> **Article**:
Cineplex Odeon Films (later known as Odeon Films) was the film distribution unit of the Canadian cinema chain Cineplex Odeon Corporation. The company was originally named Pan-Canadian Film Distributors. In 1998, the company was sold off to Alliance Atlantis Communications, which eventually folded into Entertainment One.

History
The company began in 1979 as Pan-Canadian Film Distributors, a partnership between film producer Garth Drabinsky and inventor Nat Taylor, based in Toronto, Ontario. At the time of its establishment in the United States, the Cineplex Odeon theatre chain and the tie-in studio were owned by the MCA entertainment group, also the then-owners of Universal Pictures. On August 27, 1986, Pan-Canadian renamed itself as Cineplex Odeon Films, and began operations at Los Angeles, California in November 1986; Garth Drabinsky became its chief officer. Cineplex Odeon Films made its first film to American screens, which was The Decline of the American Empire, produced by Rene Malo.

The distribution branch then underwent a restructuring shortly afterwards, in order to turn the company into a U.S.-based subsidiary of the firm, with headquarters in Century City, with regional offices in New York City, Chicago and other markets, and the new Canadian division of the studio would start operating out of the new Cineplex Odeon corporate headquarters in Canada, and the turf included licensing of films on home video, pay TV and theatrical distribution. In late 1987, it formed a partnership with Robert Redford's production company Wildwood Enterprises, Inc. by setting up Northfolk Productions, for combining the production of both pictures with budgets less than $5 million, and has plans to produce at least five films for the next five years between the average budget of $4–5 million. By 1990, it was Canada's largest independent film distribution company.

On October 22, 1987, Cineplex Odeon created yet another subsidiary, that of the television division, Cineplex Odeon Television Productions, which the first project made by Cineplex Odeon was 41 new episodes of the anthology series Alfred Hitchcock Presents, which was set for the USA Network in 1988, in association with MCA TV, and will also be seen in Canada on the Global Television Network, and David J. Patterson became senior vice president of the Cineplex Odeon television division.

In December 1993, it was announced by Michael Herman (Cineplex Odeon Films Canada Senior Vice President of Corporate Affairs) that as part of a corporate restructuring, Bryan Gliserman had been appointed to the role of Senior Vice President of Corporate Affairs effective January 17, 1994. Gliserman would oversee all of Cineplex Odeon Films operations, and would be responsible for the maintenance and improvement of Cineplex Odeon Films distribution services. Gliserman would also build relationships with key suppliers like Columbia/Tri-Star, Savoy Pictures and Gramercy Pictures. Prior to his promotion, Gliserman had spent 17 years in the Canadian film industry. He had experience with development, financing, production, distribution and exhibition posts with a wide variety of organization.

> **Stated task 1**: In the listing below, output the stretch from the line containing "Task: tag the cyclist" through the line containing "x=157, y=385", both ends included, as a JSON list of strings with one string per line and blank lines omitted.

> **Supplied material**:
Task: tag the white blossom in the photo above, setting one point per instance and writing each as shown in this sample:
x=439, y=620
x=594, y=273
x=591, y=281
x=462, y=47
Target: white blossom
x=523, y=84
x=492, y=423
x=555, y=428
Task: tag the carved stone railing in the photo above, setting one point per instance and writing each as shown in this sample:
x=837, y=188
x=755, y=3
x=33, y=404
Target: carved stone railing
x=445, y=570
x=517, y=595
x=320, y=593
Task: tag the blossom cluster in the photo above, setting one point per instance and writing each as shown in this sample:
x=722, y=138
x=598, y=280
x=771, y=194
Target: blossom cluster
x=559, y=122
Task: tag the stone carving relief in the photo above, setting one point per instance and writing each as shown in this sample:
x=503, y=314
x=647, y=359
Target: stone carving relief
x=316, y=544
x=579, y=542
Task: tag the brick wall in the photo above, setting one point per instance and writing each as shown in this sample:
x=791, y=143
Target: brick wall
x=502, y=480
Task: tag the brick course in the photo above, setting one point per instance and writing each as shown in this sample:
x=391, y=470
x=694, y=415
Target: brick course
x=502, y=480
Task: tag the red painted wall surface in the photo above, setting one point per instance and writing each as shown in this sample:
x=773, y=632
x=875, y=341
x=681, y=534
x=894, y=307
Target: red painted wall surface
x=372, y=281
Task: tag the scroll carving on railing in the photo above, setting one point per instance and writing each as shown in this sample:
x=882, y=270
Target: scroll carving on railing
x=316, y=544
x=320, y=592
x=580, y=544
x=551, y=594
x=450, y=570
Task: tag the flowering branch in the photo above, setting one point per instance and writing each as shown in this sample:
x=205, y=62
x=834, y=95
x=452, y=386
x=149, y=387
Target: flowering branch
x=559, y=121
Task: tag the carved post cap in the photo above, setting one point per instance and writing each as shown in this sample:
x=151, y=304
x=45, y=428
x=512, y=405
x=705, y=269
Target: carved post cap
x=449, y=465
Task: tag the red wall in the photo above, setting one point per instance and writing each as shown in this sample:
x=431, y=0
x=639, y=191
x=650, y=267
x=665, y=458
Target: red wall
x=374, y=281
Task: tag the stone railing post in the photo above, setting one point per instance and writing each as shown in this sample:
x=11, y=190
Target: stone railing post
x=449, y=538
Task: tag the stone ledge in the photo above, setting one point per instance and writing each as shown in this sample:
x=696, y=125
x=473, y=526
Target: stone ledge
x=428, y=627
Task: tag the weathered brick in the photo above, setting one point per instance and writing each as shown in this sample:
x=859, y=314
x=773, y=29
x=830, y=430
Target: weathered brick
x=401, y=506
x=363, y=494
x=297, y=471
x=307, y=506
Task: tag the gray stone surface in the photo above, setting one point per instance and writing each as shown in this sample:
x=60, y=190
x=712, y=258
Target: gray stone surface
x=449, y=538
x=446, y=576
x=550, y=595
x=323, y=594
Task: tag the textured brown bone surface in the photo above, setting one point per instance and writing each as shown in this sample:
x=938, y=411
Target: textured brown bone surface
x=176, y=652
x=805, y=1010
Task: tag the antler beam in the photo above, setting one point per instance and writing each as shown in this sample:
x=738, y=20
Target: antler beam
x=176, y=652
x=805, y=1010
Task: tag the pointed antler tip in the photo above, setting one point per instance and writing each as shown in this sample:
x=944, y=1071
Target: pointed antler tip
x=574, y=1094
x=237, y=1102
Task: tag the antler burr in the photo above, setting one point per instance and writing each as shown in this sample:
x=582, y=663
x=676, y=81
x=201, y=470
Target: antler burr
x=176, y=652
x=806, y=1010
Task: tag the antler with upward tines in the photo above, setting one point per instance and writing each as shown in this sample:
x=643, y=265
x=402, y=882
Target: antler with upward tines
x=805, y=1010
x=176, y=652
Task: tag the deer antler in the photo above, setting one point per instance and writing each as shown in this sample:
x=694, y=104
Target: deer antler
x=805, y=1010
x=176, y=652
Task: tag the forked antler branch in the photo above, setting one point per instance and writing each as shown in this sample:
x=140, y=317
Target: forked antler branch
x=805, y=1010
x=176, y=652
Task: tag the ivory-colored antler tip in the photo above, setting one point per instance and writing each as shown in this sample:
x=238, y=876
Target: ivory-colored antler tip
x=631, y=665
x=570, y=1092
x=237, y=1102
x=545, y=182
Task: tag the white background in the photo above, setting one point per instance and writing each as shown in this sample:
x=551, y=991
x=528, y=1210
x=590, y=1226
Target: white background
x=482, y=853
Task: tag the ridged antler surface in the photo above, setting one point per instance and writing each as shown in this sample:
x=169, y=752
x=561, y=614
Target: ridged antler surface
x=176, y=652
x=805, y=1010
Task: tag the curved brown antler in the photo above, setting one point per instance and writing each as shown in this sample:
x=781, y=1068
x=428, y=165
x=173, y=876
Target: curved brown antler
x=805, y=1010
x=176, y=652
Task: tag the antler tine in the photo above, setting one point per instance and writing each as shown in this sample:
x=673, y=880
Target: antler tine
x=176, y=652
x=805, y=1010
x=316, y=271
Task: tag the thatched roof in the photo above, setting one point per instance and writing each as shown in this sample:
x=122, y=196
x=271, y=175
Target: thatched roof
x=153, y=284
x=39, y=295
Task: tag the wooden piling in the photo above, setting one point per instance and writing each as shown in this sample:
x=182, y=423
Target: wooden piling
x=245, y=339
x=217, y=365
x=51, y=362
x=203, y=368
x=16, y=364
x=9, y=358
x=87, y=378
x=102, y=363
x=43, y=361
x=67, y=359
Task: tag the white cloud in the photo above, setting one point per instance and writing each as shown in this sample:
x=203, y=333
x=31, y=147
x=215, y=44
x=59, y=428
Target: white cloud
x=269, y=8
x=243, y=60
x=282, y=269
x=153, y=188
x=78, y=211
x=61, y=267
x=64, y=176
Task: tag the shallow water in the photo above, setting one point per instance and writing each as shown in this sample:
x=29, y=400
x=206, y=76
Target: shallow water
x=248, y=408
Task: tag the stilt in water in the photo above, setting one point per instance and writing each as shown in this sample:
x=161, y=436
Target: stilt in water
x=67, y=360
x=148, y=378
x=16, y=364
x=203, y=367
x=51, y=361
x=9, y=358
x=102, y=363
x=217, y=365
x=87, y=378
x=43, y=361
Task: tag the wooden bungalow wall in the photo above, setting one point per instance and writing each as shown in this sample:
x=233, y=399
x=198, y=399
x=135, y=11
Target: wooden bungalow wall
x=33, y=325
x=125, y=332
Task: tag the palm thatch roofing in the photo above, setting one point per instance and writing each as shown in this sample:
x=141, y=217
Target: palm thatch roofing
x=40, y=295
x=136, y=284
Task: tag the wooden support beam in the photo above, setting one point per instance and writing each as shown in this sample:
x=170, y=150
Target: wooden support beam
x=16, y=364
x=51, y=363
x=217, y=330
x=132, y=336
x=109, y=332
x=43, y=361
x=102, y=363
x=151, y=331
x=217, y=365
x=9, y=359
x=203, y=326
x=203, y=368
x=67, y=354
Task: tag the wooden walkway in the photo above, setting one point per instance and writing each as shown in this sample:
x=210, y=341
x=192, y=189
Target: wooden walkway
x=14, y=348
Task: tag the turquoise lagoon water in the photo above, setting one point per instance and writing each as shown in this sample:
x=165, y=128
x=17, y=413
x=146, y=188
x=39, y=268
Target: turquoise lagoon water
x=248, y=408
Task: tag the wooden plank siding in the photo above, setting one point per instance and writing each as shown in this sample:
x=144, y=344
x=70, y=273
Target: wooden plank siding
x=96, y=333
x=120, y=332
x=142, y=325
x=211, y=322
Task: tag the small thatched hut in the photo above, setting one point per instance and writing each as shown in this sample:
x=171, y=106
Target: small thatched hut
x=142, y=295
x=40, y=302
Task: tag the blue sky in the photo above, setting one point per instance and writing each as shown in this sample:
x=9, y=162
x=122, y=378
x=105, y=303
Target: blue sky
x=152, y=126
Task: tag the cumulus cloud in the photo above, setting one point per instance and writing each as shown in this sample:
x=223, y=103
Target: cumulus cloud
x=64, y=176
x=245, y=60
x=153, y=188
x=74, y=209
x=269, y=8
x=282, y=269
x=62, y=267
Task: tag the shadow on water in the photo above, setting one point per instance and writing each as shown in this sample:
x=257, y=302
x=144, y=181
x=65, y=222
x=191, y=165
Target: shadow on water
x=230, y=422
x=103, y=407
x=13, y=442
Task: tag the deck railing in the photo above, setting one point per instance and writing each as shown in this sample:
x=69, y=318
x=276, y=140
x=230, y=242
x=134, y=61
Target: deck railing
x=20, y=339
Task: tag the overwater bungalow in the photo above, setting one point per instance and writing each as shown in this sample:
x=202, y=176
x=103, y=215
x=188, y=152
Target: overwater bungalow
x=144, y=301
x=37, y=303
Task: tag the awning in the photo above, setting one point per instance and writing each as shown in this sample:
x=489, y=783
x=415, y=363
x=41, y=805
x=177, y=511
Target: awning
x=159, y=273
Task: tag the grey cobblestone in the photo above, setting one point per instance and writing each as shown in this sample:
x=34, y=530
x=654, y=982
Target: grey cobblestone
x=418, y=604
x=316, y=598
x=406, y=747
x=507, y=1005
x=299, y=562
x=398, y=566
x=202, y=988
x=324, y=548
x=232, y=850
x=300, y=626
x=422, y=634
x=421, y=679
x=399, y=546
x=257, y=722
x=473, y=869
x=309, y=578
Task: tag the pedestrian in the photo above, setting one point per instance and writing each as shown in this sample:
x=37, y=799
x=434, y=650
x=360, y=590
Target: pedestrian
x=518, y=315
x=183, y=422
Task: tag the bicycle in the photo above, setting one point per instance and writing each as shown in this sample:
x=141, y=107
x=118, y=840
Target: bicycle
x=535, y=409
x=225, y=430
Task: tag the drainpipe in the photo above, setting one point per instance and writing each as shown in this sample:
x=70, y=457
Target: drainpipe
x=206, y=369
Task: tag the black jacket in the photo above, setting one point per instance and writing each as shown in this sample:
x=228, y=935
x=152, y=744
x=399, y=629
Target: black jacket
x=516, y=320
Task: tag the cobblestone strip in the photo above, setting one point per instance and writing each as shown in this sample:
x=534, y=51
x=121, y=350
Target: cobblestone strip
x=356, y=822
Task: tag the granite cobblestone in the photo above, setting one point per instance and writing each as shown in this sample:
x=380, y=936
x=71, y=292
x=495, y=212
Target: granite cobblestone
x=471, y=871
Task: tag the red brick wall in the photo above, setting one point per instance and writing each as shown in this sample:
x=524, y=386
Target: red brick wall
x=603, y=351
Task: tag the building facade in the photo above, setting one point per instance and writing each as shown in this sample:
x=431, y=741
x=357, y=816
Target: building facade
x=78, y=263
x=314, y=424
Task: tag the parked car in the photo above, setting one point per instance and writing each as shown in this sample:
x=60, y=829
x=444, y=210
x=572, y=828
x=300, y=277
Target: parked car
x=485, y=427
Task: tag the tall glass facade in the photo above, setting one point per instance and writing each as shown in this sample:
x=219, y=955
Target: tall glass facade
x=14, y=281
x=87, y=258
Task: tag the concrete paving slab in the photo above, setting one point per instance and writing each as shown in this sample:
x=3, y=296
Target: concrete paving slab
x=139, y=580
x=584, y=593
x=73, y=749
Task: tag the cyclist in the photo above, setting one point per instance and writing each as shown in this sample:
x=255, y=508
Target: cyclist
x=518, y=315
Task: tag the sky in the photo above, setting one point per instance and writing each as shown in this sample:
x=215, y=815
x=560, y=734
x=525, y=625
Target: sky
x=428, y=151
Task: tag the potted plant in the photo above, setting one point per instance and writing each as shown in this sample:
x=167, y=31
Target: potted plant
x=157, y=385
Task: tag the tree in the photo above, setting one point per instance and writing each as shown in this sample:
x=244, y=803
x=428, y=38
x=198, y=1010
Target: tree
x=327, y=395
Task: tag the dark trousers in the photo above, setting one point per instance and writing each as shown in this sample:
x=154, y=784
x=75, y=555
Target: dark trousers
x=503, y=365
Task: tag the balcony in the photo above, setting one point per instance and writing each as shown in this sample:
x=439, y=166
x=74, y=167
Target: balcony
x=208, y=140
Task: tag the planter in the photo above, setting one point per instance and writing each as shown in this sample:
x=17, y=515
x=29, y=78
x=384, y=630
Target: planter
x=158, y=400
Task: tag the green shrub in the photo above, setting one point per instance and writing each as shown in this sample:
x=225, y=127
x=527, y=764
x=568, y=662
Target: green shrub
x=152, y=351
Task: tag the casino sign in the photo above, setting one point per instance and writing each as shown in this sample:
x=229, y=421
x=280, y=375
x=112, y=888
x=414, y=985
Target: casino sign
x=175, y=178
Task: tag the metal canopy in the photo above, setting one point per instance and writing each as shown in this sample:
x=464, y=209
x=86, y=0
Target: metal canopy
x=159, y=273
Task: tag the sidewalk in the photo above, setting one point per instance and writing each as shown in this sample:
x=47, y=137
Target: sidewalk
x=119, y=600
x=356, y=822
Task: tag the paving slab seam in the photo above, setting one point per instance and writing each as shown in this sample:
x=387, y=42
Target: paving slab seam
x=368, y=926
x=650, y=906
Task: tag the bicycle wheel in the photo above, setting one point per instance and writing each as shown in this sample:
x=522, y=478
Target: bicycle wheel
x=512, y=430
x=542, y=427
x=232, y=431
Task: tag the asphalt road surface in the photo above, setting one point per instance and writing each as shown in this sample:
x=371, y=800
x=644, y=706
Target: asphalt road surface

> **Stated task 2**: According to the Cineplex Odeon Films article, in what year did the company begin as Pan-Canadian Film Distributors?

> **Correct output 1**:
[
  "Task: tag the cyclist in the photo above, setting one point per instance and writing each as shown in this sample:",
  "x=255, y=508",
  "Target: cyclist",
  "x=518, y=315",
  "Task: tag the sky in the photo above, setting one point per instance and writing each as shown in this sample:",
  "x=215, y=815",
  "x=560, y=734",
  "x=525, y=625",
  "Target: sky",
  "x=428, y=151",
  "Task: tag the potted plant in the photo above, setting one point per instance and writing each as shown in this sample:",
  "x=167, y=31",
  "Target: potted plant",
  "x=157, y=385"
]

> **Correct output 2**: 1979